取り組む課題:
1. 映画鑑賞をめぐる随筆で、筆者が最近よく見ると書いているのは、どの年代のどんな映画か。
2. 映画鑑賞をめぐる随筆を、示された最後の文の後から書き継げ。

抜粋本文:
-------

日本歯科医学会について/ご挨拶
学会長ご挨拶 10・11月号

「先を観るということ」
コロナ禍で、私もオンライン会議やテレワークが多くなった。これを時間の余裕ができたと捉える方に向かうには、それがはじまってからかなりの時間を要した。せかせかと何かをしていなければ落ち着かない性分も少なからず影響してのことだったろう。ところが2年ほど前から、いわゆる動画配信サービスを利用するようになってからは、映画鑑賞にこの時間を費やすことにはまった。家内のすゝめもあってはじめは一緒に観ていたが、当然、好みが違うことから、いまは一人で楽しんでいる。私の選択傾向は、小さな映画館で上映されるような少々マニアックなものやイタリア、フランス、スペイン、英国などヨーロッパを舞台としたものだ。
そういえば、第24回日本歯科医学会学術大会の公開フォーラム「ダブルキャリアのすゝめ」でご出演いただいた歯科医師と小説家を職とする方のお話を思い出す。この方も映画鑑賞がお好きとうかがって、「映画の筋を小説の参考にされるのですか?」ときいたところ「映画が終わった後に、例えばこの主人公はどのような人生を送るのかなど、そこから自分の頭の中で想像をめぐらして小説にしていくこともある」とおっしゃった。まさに私も同じ。「END」や「FIN」で納得するものではなく、一種の余韻といおうか、これからどうなるのかを思い描く楽しみのある作品を選ぶことが多いのである。投稿評価では「終わりがすっきりしない」と書かれている作品が、むしろ自分の好みだとあらためてうなづけたものだ。最近は、1940年代の米国モノクロ映画もよく見る。私が生まれた頃のもので、きっと同じ世代の視聴者が多いことを狙っての配信と推察できるが、どれも実にしっかりと作り込まれた作品だと思う。

-------

提供情報:
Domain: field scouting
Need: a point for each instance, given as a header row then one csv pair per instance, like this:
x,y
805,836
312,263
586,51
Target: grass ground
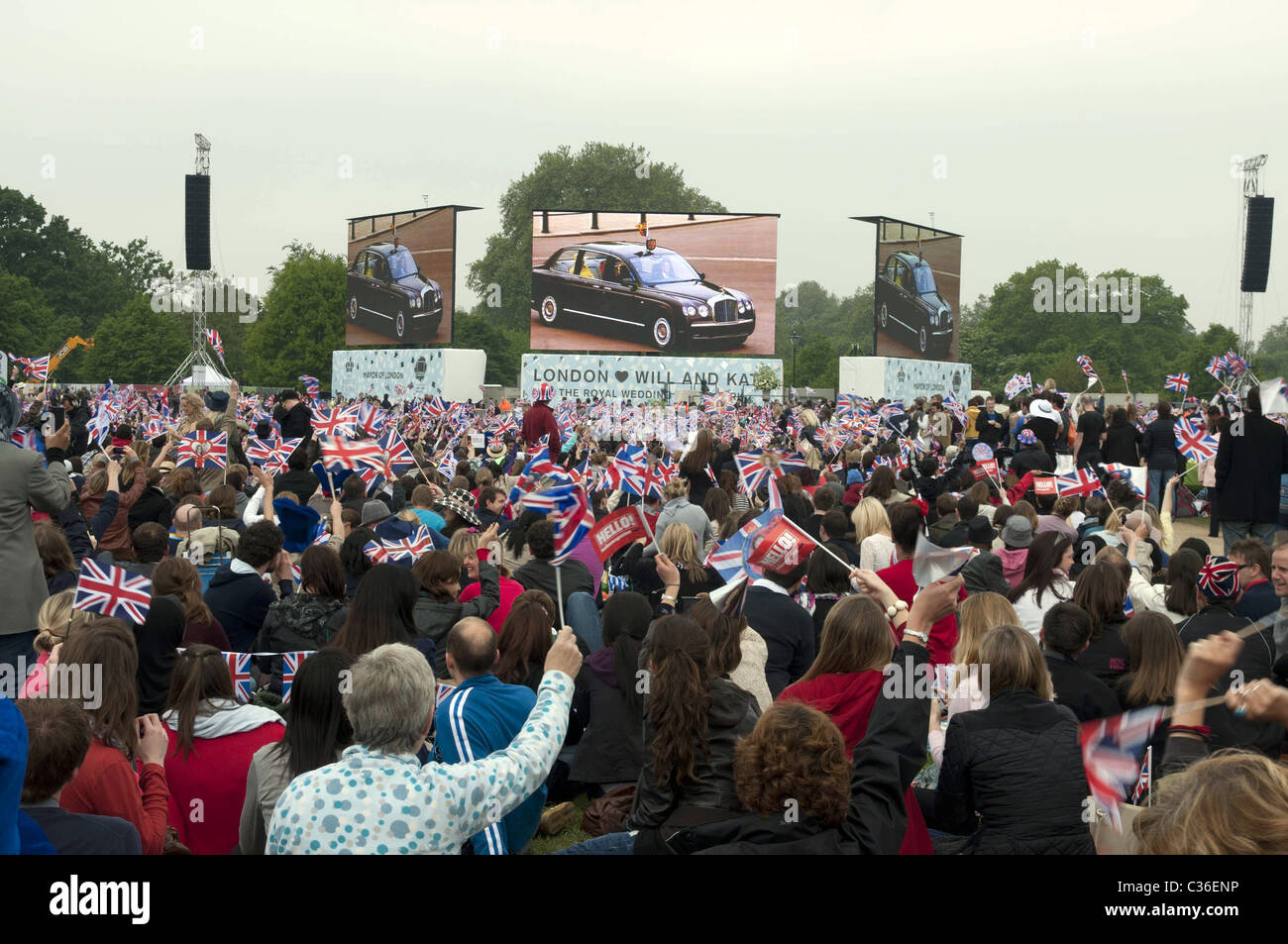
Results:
x,y
545,845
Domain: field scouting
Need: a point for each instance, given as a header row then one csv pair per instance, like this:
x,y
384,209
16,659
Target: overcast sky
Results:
x,y
1102,137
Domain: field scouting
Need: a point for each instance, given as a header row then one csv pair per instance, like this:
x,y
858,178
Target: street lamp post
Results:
x,y
795,339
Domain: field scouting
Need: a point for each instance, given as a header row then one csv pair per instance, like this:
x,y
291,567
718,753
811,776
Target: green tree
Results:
x,y
600,175
138,346
1008,334
1271,356
299,320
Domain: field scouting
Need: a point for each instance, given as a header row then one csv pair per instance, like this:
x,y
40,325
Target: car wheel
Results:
x,y
662,333
549,309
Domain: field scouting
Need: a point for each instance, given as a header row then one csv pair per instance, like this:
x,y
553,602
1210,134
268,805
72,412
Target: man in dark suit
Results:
x,y
1065,633
58,739
1249,459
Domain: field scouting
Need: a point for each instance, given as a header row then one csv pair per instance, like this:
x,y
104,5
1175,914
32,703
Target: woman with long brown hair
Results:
x,y
696,465
102,653
845,682
737,651
1029,797
179,577
213,739
694,723
1103,592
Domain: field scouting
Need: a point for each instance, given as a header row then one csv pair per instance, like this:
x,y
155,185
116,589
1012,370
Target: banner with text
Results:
x,y
588,376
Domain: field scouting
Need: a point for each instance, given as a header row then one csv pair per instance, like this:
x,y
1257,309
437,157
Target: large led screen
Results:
x,y
649,281
400,283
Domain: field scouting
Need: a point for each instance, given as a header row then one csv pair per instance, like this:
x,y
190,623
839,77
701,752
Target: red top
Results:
x,y
537,421
848,699
107,786
943,635
207,787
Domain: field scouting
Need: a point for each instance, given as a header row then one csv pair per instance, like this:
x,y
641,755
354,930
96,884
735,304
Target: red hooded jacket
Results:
x,y
848,699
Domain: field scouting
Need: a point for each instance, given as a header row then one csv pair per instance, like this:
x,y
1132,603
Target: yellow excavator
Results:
x,y
76,342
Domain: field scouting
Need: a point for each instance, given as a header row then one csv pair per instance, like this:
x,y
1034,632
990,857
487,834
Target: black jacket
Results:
x,y
1080,690
1158,445
296,421
540,575
1248,467
789,634
612,745
658,810
240,601
1122,445
1256,661
1014,771
154,505
300,622
1031,459
885,762
434,620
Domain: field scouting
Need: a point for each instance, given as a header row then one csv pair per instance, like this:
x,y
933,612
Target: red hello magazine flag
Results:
x,y
617,531
1044,484
780,546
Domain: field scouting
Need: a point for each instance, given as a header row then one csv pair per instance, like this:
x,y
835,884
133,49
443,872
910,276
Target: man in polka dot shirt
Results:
x,y
377,798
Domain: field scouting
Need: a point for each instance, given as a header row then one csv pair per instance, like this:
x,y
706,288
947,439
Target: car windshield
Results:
x,y
660,268
923,278
400,262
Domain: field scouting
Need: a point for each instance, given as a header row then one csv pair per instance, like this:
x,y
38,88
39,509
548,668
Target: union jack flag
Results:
x,y
112,591
1112,750
270,454
372,419
217,343
35,367
290,666
335,423
568,511
340,454
755,465
1083,481
420,543
202,450
239,668
1193,441
1122,472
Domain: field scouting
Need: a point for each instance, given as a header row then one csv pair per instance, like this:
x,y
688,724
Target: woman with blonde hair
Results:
x,y
872,535
55,620
1028,798
679,544
1234,802
179,577
965,682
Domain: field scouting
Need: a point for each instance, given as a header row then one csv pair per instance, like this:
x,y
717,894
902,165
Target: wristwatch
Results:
x,y
896,608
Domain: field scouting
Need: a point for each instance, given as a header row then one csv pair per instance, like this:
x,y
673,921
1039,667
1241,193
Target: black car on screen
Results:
x,y
910,305
656,294
387,295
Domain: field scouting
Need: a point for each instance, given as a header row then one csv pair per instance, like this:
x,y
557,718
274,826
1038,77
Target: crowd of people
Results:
x,y
297,685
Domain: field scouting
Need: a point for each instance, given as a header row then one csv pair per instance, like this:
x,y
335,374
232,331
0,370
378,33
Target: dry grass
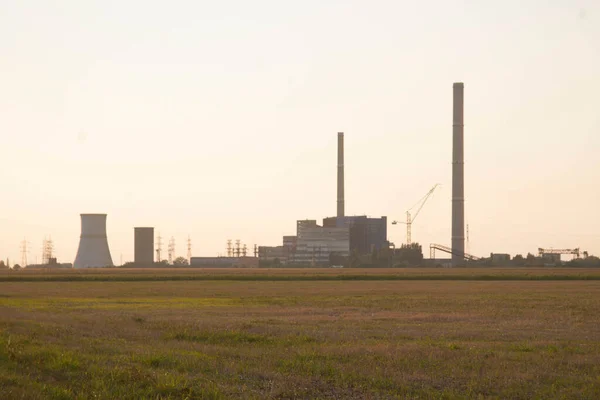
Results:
x,y
300,339
297,274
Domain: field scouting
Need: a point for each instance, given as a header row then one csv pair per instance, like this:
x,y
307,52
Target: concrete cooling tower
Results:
x,y
93,245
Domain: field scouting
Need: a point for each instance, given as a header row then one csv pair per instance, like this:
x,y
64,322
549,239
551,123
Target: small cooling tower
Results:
x,y
93,245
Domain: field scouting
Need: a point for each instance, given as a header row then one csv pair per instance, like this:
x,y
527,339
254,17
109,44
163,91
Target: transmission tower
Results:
x,y
158,248
47,250
171,250
189,249
237,248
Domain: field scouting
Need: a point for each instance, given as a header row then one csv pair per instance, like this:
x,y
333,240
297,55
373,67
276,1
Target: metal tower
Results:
x,y
158,248
171,250
189,249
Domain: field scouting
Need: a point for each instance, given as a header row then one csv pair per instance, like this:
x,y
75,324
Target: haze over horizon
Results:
x,y
220,120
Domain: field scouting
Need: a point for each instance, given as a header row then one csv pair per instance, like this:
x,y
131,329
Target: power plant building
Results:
x,y
366,234
93,248
144,246
315,244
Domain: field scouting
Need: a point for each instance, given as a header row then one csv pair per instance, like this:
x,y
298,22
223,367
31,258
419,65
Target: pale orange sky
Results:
x,y
219,119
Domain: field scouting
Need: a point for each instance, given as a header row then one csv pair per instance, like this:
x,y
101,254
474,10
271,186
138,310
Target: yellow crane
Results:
x,y
411,218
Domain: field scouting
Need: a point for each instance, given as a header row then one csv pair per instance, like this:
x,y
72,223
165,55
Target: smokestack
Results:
x,y
93,245
458,176
340,174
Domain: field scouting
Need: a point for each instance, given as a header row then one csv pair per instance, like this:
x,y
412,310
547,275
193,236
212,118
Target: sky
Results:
x,y
219,120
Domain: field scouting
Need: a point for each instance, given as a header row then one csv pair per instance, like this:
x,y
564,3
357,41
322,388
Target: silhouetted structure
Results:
x,y
458,183
93,245
144,246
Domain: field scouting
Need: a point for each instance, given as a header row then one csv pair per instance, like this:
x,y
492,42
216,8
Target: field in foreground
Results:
x,y
300,339
295,274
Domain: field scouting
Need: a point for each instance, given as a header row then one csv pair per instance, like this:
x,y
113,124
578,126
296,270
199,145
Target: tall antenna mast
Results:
x,y
171,250
189,249
229,249
468,242
158,248
237,248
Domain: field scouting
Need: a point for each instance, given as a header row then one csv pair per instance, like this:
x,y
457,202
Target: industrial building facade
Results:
x,y
315,244
366,234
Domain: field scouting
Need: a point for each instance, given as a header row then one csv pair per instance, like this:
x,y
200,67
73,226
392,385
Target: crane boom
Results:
x,y
410,219
423,201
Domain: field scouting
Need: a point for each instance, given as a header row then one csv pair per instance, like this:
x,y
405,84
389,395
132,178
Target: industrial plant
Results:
x,y
93,244
339,240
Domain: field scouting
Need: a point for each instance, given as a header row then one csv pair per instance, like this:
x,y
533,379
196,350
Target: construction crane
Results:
x,y
411,218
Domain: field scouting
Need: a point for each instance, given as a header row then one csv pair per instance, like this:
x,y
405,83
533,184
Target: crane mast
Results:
x,y
411,218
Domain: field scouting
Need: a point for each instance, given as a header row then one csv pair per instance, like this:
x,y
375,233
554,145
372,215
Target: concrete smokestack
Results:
x,y
458,176
340,174
93,245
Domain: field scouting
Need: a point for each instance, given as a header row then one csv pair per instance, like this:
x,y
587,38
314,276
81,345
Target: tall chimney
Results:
x,y
458,177
340,174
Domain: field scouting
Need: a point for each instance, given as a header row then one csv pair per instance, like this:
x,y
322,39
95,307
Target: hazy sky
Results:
x,y
218,119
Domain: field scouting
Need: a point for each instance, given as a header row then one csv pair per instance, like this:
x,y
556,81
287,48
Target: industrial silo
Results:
x,y
144,246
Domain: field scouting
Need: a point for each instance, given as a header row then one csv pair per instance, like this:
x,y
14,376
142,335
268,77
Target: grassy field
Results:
x,y
296,274
340,339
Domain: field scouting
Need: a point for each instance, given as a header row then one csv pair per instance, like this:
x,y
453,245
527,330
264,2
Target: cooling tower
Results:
x,y
144,246
93,245
340,204
458,176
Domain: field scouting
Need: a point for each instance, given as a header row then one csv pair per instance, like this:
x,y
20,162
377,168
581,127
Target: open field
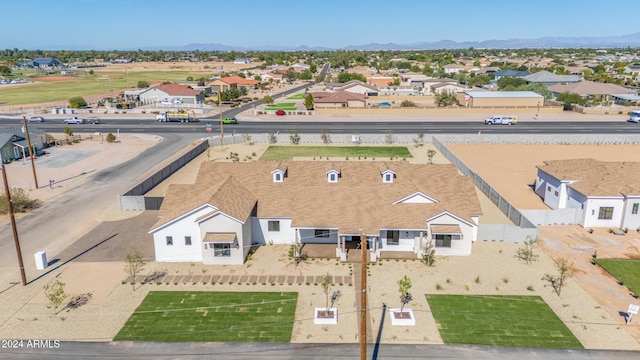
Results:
x,y
173,316
624,270
520,321
289,152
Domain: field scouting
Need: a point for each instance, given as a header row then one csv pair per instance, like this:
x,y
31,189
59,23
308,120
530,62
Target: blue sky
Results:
x,y
131,24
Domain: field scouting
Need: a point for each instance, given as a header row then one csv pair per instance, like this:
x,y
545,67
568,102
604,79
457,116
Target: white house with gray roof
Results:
x,y
605,194
399,207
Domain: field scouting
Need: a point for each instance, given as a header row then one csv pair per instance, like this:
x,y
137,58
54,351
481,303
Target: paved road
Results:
x,y
342,127
126,350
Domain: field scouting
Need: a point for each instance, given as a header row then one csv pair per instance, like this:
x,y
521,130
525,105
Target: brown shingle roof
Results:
x,y
597,178
178,90
590,88
358,199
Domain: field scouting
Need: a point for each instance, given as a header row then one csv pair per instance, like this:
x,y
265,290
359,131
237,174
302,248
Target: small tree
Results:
x,y
326,138
526,251
55,293
294,137
308,102
133,265
565,270
404,285
430,154
77,102
327,281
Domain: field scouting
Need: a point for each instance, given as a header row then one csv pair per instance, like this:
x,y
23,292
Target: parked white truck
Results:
x,y
501,120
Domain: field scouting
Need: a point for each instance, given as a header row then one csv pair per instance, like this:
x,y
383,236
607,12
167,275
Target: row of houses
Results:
x,y
402,209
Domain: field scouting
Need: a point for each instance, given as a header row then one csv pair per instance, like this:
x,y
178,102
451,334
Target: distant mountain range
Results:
x,y
632,40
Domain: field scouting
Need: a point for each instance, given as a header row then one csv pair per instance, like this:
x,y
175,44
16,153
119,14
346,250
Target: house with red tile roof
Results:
x,y
183,94
401,208
233,82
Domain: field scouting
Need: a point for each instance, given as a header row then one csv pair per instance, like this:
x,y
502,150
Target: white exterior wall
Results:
x,y
261,235
307,236
629,220
459,245
223,223
178,230
593,208
406,241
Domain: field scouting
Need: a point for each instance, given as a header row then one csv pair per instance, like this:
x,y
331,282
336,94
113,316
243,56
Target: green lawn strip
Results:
x,y
624,270
289,152
46,91
516,321
180,316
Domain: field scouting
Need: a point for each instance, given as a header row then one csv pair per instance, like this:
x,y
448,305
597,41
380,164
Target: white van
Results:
x,y
635,116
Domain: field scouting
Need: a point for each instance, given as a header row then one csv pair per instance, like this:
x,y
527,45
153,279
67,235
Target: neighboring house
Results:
x,y
358,87
547,78
509,73
243,61
380,80
233,82
400,207
14,145
340,99
185,93
452,68
504,98
447,87
42,63
606,194
595,90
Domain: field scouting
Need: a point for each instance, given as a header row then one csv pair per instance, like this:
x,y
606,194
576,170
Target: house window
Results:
x,y
443,240
606,213
393,237
221,250
274,225
324,233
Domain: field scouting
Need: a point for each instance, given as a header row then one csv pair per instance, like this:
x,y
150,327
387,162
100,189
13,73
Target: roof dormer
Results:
x,y
388,176
279,175
333,175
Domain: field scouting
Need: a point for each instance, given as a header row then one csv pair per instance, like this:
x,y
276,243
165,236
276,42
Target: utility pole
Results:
x,y
220,106
363,297
33,163
13,223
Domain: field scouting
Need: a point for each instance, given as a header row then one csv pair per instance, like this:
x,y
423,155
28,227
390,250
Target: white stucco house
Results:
x,y
605,194
400,207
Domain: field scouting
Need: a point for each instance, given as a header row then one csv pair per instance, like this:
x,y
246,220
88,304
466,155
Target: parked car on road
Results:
x,y
35,119
74,120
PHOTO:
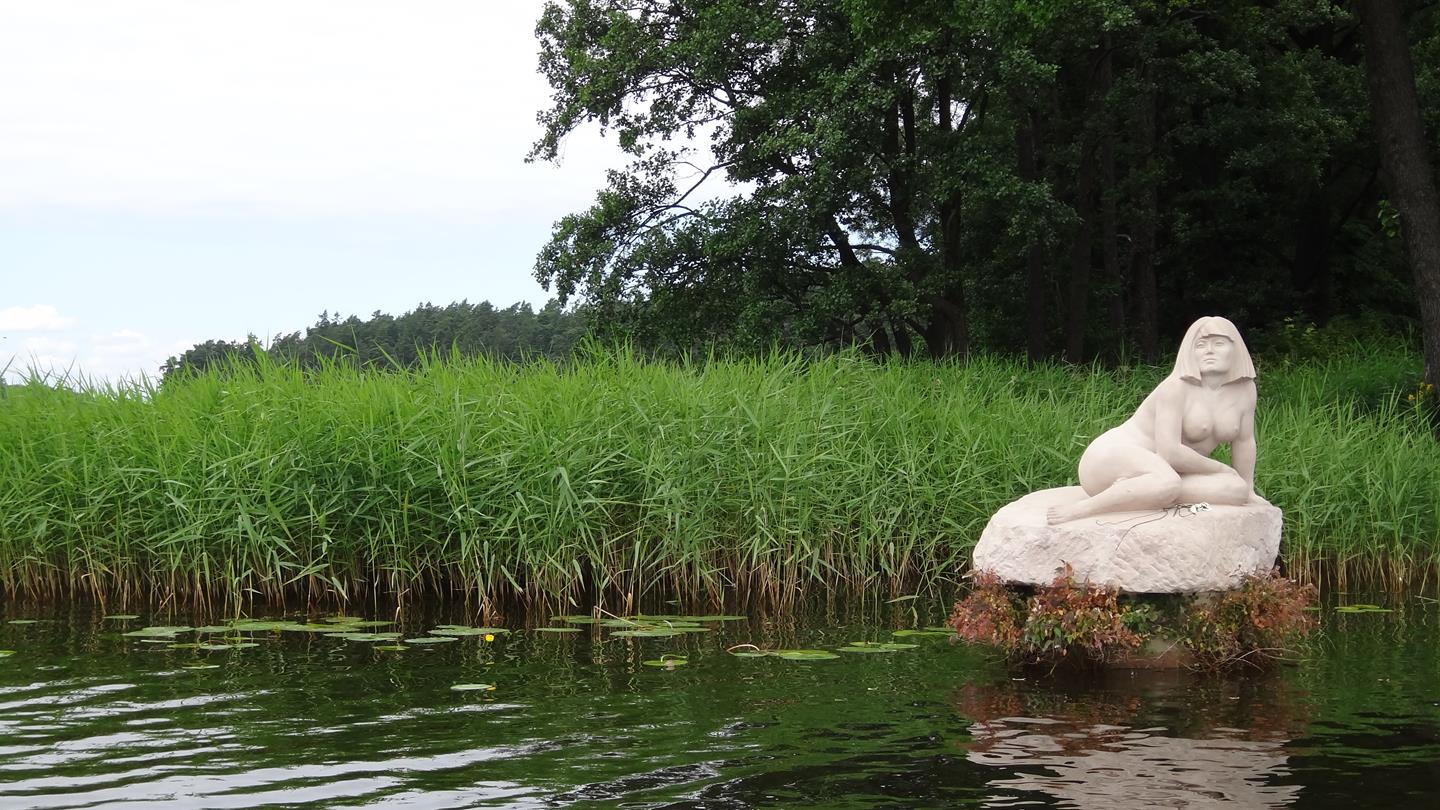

-------

回答一覧:
1. 1940年代の米国モノクロ映画。

2.
1981年にフィンランドで暮らしていた時に、二人の子どもを連れて「007シリーズ」最新作を観に行った。静かな北欧暮らしにやってきた久しぶりの大型娯楽映画だったからだ。ところが、映画館の入口で足止めされた。係員が一生懸命に説明してくれるがフィンランド語でさっぱりわからない。お互いに困っていると、やっと英語が話せる従業員がやってきて、「この映画は殺人の場面が頻繁に出る。子どもに見せるものではない。」はじめは驚いたが、強く納得できる理由なので、かえってすっきりした気分で映画館を後にした。一方で、家庭で見ているTV番組には全裸の人など平気で映っている国なのだ。40年以上前の話ではあっても、今も変わらない「子どもの教育」についての判断が問われている。
子どもといえば、最近「化石ハンター展」を見に行った。これは決して子ども向けではない。雄大な土地の岩や砂などから掘り出した大小の化石とそれの復元を中心に、彼らがどこからきてどのように生きどこへ去って行ったのかが推測できる。何しろ彼らが生きたその一瞬が、そのまま止まっているのだから。大人が時間をかけてゆっくり見て回り、自分のおかれている環境やこれからの子どもたちの未来などにゆっくりと思いをはせることができる素敵な展示だった。
コロナ禍で失ったのものはとても多い。高齢者は外出や交流の機会が減って、老化が進んだともいわれるし、若者もさまざまに影響を受けた。明日のことを正確に見通すことができず、先の見えない世の中になったようにも感じる。それがENDやFINで終わらない、明日がどうなるのかを希望をもって推測できる世の中であってほしいと心から願う。
実をいうと、私の映画鑑賞はパーフェクトではない。途中で寝ていると家内からよく指摘される。だから同じ映画を何度も観る羽目になるのは仕方ないとしても、観るたびにまた感想が違ってくるのも楽しみなことである。